> Stated problem:
Reproduce the entries from the line containing "Give the innermost point of each instance of the man, as" through the end of the entries, leaving out any pictures.
-- begin --
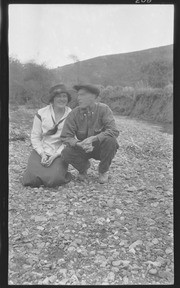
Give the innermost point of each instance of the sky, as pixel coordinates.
(51, 33)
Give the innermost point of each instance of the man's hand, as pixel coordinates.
(86, 144)
(44, 158)
(50, 160)
(88, 141)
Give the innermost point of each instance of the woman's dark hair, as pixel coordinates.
(54, 94)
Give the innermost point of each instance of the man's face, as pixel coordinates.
(86, 98)
(60, 100)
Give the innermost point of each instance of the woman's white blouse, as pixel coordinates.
(43, 122)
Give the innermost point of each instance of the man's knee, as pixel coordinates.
(66, 153)
(110, 142)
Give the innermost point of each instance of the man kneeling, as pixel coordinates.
(89, 132)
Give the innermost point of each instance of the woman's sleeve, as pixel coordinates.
(36, 134)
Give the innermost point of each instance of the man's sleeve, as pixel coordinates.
(69, 130)
(108, 121)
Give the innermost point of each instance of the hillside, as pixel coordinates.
(126, 69)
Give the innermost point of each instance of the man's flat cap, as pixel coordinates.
(89, 87)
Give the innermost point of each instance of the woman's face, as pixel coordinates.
(60, 100)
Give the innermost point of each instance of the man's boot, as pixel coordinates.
(103, 177)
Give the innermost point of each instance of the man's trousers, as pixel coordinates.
(104, 151)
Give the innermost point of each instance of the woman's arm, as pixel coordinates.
(36, 134)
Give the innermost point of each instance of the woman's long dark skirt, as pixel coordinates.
(36, 174)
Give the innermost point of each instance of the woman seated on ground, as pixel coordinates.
(45, 165)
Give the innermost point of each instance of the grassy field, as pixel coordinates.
(92, 234)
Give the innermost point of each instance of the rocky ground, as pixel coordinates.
(88, 233)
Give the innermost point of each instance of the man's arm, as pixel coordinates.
(110, 128)
(69, 130)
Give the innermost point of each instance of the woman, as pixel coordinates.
(45, 165)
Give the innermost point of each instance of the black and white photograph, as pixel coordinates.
(90, 144)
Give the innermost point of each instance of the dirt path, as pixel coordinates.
(88, 233)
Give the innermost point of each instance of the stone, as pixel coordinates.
(153, 271)
(125, 280)
(111, 276)
(155, 241)
(116, 263)
(169, 250)
(131, 189)
(118, 211)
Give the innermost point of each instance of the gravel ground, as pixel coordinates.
(93, 234)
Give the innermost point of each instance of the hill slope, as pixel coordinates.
(120, 69)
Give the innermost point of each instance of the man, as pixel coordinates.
(89, 132)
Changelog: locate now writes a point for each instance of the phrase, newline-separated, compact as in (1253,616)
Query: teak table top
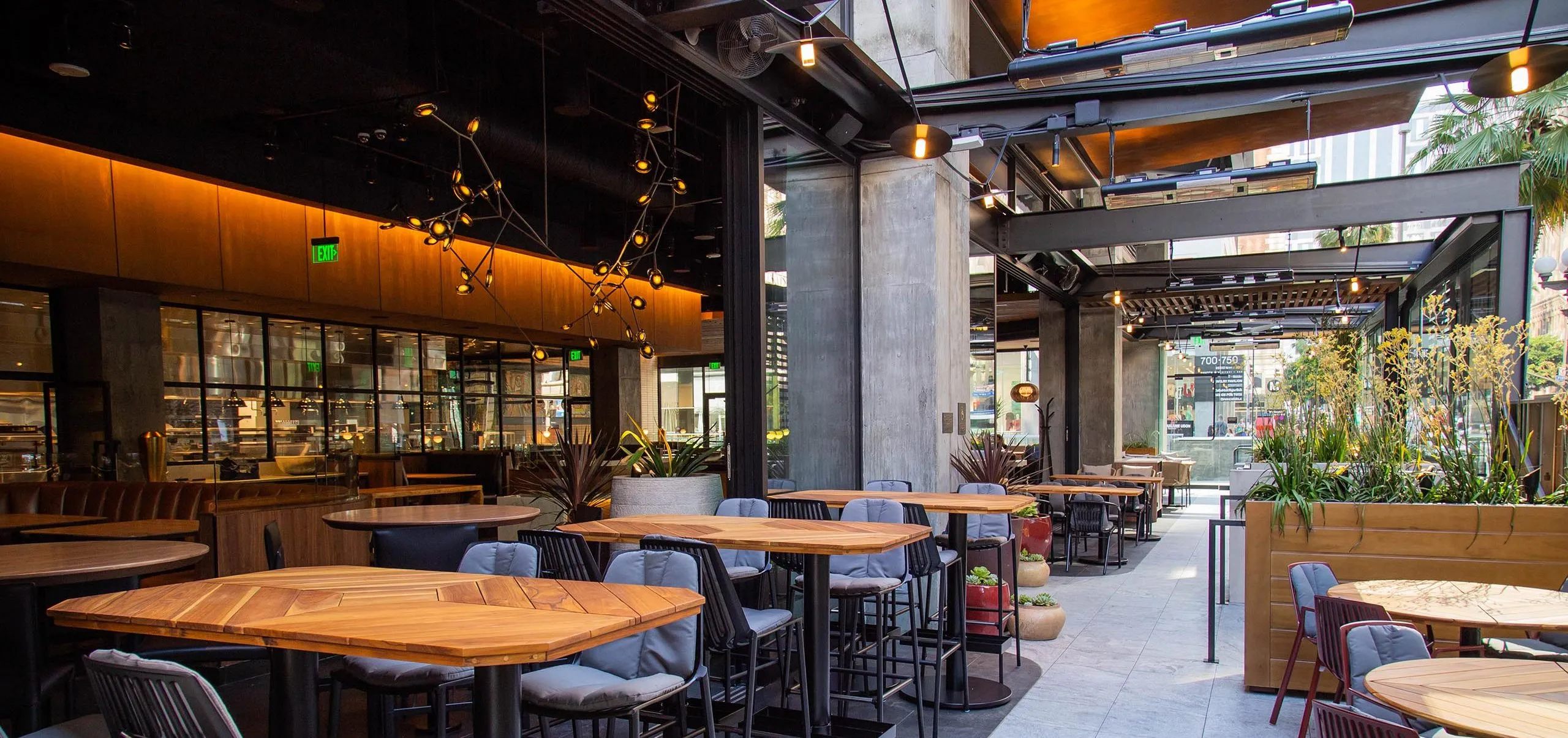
-- end --
> Solution below:
Give the innermost point of each instance of the man, as pixel coordinates.
(89, 132)
Changelog: locate now writes a point for each instance of the phrase, newline-separated, compact as in (1253,616)
Query: teak table top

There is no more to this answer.